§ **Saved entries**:
Start of Block
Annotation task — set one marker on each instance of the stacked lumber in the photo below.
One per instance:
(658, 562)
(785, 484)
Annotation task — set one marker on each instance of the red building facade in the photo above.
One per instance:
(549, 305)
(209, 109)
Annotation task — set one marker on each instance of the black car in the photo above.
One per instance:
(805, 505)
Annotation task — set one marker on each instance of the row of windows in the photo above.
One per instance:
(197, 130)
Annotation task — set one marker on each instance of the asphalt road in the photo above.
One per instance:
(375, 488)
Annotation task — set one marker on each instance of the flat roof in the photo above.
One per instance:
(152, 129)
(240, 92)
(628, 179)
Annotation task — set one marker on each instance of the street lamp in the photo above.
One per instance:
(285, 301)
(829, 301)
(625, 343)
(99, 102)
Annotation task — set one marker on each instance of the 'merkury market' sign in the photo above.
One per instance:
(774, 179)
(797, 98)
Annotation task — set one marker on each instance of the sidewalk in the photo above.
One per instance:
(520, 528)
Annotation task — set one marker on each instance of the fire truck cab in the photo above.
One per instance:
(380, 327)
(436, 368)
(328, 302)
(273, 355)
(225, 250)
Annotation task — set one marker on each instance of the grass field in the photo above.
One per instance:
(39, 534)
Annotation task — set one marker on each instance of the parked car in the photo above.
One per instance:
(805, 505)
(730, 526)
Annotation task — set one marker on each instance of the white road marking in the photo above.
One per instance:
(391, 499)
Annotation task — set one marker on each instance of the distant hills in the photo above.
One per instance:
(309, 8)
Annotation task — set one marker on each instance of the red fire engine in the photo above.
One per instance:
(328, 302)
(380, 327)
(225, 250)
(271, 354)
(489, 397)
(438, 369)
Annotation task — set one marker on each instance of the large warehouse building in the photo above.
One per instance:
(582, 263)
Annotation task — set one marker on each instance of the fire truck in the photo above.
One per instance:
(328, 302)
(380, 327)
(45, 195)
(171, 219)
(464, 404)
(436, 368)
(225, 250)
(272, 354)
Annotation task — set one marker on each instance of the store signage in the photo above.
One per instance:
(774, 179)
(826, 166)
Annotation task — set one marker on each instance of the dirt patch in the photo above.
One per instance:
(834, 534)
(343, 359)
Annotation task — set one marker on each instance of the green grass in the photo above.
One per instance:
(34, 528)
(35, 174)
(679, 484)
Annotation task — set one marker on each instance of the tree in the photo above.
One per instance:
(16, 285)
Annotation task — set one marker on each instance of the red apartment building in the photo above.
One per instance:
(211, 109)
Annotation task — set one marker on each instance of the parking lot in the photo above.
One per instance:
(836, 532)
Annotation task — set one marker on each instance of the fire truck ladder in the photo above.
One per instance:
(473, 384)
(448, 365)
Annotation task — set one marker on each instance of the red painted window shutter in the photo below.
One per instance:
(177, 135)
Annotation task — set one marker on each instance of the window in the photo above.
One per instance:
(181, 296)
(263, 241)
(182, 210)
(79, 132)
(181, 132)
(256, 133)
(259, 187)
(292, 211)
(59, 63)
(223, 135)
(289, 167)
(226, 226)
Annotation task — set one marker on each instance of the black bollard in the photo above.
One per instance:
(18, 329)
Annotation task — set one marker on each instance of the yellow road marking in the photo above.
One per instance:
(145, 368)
End of Block
§ **Task prompt**: Write the entries above out again, unchanged and complete.

§ **Answer to this task**:
Annotation task — set one marker on each instance of the stacked lumber in the photo below.
One per instance:
(658, 562)
(785, 484)
Annotation task — set one marker on each instance of the red building facade in the photo above.
One per instance:
(549, 305)
(209, 109)
Annotation task — set one marker on each instance of the black car in the photo above.
One per instance:
(805, 505)
Annotation task — set one marker on each instance of the row of windows in the photo above.
One per instance:
(197, 130)
Annotation task — set one marker on each instance of the asphalt road in the photo above.
One per instance:
(375, 488)
Annotation task — set one marker on each instance of the flat roof in the photo above.
One per instance:
(152, 129)
(240, 92)
(628, 179)
Annotation task — set one marker on each instance of the street lamp in the photo above.
One per instance:
(285, 301)
(829, 301)
(625, 343)
(99, 102)
Annotation task — set one marker on each instance of the 'merkury market' sign in the photo above.
One per instance:
(774, 179)
(797, 98)
Annotation task — set one marker on each instance of the sidewalk in the photo above.
One per instance:
(520, 528)
Annotation task — set one marker on each instance of the fire truck cab in the photo above.
One per instance:
(380, 327)
(436, 368)
(328, 302)
(273, 355)
(225, 250)
Annotation task — set one marker on each instance of the grass field in the photo above.
One per instance:
(39, 534)
Annotation task — set one marker on each instance of the parked car in the photo above.
One per instance:
(805, 505)
(730, 526)
Annotation task — set one marker on each instance of the white road marking in the photo above.
One per instance:
(391, 499)
Annotation task — set one marker on each instance of the distant hills in the photo above.
One per instance:
(309, 8)
Annotation task — set one marker on each instance of the red fire engine in the photo above.
One per instance:
(328, 302)
(380, 327)
(225, 250)
(271, 354)
(489, 397)
(438, 369)
Annotation task — set one marker on each instance of the large warehouse building in the photo above.
One per instance:
(582, 263)
Annotation task — set one marker on each instance of the fire truck in the photo above.
One per instance:
(328, 302)
(380, 327)
(45, 195)
(171, 219)
(464, 404)
(436, 368)
(225, 250)
(272, 354)
Annotation task — set one marker on each instance of the store signage in the photo above.
One per instance:
(774, 179)
(826, 166)
Annotation task — set one marker on each instance of the dirt patch in the photo above.
One per instance:
(834, 534)
(343, 359)
Annotation task — set one marker on each instance of the green grass in the photo above.
One per instance:
(34, 528)
(35, 174)
(679, 484)
Annotation task — set one marker on each instance of the tree in the photo above.
One per instance:
(16, 285)
Annotation task — set one marker on each instance of the red apartment building in the photo above.
One per instance:
(211, 109)
Annotation task — set one marker on each instance of the parking lot in the photo above.
One per instance:
(836, 532)
Annotation task — set one marker on each instance of the fire truck ladder in the photo above.
One per instance:
(473, 384)
(448, 365)
Annotation task — set one marker on each instance of the red painted window shutter in the photo below.
One per instance:
(177, 135)
Annotation task — set one marker on each instance of the window in the photo above.
One per instance:
(181, 296)
(263, 241)
(182, 210)
(79, 132)
(181, 132)
(256, 133)
(259, 187)
(292, 211)
(59, 63)
(223, 135)
(289, 167)
(226, 226)
Annotation task — set one marker on each instance of the black bollard in the photo above.
One per instance:
(18, 329)
Annotation task — set one marker on each instance of the yellow road marking in the photo above.
One per instance:
(145, 368)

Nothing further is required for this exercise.